▶ Problem description: Return the lines from the start of the data items up to and including the line with "[[85, 336, 125, 393], [505, 315, 573, 388]]", copied without any changes.

***** Supplied data

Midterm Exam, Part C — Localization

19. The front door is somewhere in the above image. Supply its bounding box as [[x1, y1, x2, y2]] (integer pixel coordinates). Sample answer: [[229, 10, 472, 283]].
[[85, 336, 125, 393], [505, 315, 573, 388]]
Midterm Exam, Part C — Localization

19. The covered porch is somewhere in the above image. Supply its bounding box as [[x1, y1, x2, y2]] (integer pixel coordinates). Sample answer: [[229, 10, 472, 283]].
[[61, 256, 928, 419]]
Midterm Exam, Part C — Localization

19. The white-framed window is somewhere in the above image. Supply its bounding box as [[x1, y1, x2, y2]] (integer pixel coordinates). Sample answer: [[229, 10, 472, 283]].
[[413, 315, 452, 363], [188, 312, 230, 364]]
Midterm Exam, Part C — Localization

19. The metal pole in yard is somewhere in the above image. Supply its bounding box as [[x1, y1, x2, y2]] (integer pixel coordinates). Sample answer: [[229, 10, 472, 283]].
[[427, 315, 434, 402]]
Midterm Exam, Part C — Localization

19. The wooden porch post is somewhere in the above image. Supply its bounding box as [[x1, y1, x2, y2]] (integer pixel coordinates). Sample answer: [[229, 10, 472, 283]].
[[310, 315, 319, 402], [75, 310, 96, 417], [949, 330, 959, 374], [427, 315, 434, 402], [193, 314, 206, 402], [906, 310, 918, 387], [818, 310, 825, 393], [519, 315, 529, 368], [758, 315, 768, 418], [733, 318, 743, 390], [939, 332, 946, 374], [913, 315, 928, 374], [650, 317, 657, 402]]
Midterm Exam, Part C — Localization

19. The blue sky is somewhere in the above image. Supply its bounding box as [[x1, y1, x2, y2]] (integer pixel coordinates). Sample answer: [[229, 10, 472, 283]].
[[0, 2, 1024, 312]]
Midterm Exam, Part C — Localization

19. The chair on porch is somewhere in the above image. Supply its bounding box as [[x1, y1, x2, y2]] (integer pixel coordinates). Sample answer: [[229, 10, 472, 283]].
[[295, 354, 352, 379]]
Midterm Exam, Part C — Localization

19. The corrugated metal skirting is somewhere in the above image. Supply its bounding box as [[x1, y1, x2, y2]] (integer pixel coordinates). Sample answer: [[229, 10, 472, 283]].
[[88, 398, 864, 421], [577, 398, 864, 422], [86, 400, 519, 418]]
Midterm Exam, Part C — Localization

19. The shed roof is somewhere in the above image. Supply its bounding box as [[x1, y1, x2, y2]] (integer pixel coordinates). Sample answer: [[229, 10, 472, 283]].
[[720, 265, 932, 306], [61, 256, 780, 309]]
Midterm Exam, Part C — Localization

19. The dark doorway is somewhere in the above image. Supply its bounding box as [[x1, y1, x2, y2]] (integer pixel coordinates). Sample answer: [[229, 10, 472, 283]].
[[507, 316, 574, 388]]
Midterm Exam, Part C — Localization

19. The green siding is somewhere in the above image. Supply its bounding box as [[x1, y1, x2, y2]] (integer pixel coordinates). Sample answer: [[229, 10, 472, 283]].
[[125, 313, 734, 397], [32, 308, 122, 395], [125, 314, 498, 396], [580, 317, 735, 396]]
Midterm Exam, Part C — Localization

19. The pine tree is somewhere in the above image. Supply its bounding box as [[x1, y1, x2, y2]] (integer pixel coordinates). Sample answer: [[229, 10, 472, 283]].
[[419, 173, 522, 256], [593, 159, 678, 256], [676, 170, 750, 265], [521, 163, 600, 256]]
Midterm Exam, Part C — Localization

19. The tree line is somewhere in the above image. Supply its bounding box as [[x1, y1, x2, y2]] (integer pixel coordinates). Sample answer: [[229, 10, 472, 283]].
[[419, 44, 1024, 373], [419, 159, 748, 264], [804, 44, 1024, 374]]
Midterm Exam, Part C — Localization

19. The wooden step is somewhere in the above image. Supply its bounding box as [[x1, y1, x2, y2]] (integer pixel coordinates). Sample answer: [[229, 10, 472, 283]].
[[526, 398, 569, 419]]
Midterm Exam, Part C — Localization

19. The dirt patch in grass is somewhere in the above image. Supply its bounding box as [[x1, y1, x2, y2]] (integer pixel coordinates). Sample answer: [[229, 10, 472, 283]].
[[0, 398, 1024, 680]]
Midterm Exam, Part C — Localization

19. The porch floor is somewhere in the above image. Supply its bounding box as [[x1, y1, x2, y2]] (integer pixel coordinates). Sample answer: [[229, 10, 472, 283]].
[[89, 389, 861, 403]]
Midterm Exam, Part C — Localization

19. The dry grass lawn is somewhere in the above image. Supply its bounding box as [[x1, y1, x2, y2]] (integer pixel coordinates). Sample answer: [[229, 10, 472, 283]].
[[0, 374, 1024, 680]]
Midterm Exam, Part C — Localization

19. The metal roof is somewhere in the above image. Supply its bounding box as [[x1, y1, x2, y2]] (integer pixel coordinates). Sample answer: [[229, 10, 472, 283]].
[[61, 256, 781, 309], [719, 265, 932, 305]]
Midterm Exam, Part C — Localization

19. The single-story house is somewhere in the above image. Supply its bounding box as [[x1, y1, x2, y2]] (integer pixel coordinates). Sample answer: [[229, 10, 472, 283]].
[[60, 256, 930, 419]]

**********

▶ Solved problem:
Midterm Exam, Part C — Localization

19. The front door is somewhere in the above image. Supply its bounding box as [[x1, y1, x2, y2]] (integer pixel coordinates). Sample answer: [[229, 10, 472, 283]].
[[85, 336, 125, 393], [505, 315, 573, 388]]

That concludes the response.